#### Instructions for the task:
Print the line where "For every instance of the wood grain" occurs and every line that follows it in the data below, ending with the last line, precisely as written.

|---|

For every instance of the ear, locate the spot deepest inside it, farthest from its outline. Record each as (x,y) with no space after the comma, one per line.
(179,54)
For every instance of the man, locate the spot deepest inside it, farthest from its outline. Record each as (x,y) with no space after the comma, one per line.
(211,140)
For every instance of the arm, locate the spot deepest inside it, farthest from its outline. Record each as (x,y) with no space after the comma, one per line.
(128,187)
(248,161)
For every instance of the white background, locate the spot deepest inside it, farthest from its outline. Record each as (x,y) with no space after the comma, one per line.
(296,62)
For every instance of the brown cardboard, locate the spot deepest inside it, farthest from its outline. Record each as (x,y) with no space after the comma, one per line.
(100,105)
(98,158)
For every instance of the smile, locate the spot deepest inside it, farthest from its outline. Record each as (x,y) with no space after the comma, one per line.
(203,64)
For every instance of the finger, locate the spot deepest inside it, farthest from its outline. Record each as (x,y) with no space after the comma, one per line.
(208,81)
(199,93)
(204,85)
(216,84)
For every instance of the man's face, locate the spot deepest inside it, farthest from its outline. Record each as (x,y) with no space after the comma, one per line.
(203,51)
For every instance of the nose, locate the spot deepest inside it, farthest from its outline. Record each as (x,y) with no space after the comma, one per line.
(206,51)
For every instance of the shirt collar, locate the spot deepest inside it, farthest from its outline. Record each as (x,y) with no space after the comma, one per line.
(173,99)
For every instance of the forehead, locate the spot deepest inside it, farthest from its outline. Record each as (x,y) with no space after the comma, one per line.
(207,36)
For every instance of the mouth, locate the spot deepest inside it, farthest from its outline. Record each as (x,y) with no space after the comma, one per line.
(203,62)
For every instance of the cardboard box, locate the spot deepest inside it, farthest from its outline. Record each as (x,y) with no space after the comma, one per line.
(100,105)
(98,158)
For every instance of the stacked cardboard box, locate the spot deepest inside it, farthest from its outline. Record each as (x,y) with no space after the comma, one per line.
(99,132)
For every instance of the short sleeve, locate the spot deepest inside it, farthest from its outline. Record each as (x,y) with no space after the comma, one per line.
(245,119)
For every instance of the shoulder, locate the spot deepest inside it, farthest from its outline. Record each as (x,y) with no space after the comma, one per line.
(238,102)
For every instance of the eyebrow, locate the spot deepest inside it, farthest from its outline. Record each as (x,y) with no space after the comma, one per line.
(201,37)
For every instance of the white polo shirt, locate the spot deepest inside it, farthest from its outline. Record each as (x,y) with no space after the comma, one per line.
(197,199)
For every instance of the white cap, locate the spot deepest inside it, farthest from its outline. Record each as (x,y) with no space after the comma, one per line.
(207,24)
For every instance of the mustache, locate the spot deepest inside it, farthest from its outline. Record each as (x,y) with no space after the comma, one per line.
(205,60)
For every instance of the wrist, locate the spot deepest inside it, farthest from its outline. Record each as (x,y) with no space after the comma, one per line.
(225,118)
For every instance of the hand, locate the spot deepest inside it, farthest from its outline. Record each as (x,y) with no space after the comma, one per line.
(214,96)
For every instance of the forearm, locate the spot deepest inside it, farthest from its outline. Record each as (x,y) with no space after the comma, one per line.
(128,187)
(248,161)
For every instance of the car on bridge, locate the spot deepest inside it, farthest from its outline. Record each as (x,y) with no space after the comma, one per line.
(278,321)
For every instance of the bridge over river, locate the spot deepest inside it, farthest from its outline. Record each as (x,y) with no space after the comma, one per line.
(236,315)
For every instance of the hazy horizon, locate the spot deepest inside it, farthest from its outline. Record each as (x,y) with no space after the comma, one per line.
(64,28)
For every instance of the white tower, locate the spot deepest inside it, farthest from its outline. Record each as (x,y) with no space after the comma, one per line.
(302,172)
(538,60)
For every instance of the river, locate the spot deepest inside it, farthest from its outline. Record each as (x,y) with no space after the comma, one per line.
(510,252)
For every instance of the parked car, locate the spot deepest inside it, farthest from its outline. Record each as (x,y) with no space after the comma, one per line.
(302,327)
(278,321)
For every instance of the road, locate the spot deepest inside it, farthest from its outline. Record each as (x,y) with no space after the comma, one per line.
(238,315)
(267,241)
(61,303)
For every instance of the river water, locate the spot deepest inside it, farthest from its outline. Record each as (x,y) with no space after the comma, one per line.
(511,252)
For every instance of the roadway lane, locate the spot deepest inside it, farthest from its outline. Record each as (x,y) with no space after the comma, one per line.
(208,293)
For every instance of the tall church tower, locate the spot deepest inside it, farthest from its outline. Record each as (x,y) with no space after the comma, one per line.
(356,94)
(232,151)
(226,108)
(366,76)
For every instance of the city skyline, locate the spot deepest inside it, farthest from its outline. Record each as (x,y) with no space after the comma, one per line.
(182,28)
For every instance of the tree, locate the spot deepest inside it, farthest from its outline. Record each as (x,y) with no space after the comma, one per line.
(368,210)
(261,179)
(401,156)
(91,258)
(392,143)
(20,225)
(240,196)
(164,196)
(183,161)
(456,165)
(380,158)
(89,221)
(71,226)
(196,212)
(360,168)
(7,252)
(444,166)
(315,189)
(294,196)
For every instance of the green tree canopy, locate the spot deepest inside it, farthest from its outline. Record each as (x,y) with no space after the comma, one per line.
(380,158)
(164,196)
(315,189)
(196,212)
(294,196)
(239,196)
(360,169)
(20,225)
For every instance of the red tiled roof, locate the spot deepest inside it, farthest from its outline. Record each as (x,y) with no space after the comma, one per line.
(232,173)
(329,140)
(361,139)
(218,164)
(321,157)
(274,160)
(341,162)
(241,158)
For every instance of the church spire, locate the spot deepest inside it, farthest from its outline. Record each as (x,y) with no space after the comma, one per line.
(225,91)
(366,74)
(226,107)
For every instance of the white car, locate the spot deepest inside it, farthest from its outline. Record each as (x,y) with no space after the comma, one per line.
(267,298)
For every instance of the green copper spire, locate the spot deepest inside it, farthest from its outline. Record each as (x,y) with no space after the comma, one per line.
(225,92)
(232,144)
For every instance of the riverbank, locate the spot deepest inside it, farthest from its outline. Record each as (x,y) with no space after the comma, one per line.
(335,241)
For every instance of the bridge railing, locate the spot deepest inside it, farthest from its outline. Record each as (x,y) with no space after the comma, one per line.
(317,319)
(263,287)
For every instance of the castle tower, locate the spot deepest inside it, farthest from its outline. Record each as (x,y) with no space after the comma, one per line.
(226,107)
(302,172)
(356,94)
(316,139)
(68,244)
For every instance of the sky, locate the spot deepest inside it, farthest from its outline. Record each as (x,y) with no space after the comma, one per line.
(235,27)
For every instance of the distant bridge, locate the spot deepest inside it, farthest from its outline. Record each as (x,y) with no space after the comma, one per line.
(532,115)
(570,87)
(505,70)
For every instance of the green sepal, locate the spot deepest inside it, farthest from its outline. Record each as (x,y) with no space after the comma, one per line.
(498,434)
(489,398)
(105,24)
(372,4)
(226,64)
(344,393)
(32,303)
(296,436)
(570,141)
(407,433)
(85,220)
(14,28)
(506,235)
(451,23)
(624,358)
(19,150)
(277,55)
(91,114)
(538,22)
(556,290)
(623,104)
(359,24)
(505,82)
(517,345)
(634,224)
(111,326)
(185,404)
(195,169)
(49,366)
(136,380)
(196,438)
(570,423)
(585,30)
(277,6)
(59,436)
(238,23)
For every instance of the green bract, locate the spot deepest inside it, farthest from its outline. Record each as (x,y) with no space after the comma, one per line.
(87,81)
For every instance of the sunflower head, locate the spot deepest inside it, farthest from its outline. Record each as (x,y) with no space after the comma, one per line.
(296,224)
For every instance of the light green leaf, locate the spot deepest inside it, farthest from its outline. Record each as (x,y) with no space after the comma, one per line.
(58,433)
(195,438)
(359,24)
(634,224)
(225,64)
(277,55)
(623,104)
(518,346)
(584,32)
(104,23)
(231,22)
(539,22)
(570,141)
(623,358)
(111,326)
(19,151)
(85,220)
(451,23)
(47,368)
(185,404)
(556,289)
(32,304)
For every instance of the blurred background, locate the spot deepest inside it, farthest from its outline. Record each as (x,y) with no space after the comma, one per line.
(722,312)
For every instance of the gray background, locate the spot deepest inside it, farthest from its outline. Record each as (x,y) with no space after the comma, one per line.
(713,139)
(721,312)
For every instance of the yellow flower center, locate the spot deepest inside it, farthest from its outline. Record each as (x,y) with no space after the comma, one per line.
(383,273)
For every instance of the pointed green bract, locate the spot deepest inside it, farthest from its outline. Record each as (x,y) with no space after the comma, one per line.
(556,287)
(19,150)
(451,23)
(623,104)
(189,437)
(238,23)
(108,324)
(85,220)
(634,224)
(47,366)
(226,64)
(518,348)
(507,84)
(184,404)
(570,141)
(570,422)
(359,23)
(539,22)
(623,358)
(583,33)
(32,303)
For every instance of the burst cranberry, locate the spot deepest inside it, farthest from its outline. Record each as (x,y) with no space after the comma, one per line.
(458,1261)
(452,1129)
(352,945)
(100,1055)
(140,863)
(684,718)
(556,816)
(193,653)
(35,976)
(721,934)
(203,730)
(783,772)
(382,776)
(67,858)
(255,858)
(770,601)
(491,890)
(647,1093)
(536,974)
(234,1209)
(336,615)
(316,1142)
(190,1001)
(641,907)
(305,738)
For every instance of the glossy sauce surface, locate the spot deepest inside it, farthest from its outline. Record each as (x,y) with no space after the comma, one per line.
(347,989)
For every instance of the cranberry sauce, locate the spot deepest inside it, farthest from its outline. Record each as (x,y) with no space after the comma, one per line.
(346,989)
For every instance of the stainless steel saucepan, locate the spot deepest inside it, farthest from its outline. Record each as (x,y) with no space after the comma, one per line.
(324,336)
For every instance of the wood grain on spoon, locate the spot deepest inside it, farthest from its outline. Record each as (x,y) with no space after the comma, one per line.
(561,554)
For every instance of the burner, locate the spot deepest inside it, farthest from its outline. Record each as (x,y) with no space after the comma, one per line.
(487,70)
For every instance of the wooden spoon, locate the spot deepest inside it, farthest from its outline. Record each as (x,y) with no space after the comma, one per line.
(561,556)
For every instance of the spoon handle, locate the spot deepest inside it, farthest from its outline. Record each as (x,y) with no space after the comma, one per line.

|---|

#### Written response:
For every instance of the wood grain on spoon, locate the spot deepest inside it, farthest from its outline. Record each as (x,y) with no space after the comma, one per line.
(561,554)
For every instance of the burner, locate the spot deepest inside it, farthest from its outline. Record each as (x,y) with no space after the comma, one per line.
(487,70)
For every instance of the wooden spoon, locate the spot deepest inside it, farthest from its outline. Record each as (x,y) with no space after the comma, one per line.
(561,556)
For every instance of the spoon handle, locate the spot deepest inside it, farthest from its outline. Record each as (x,y) with no space after the comma, one per line.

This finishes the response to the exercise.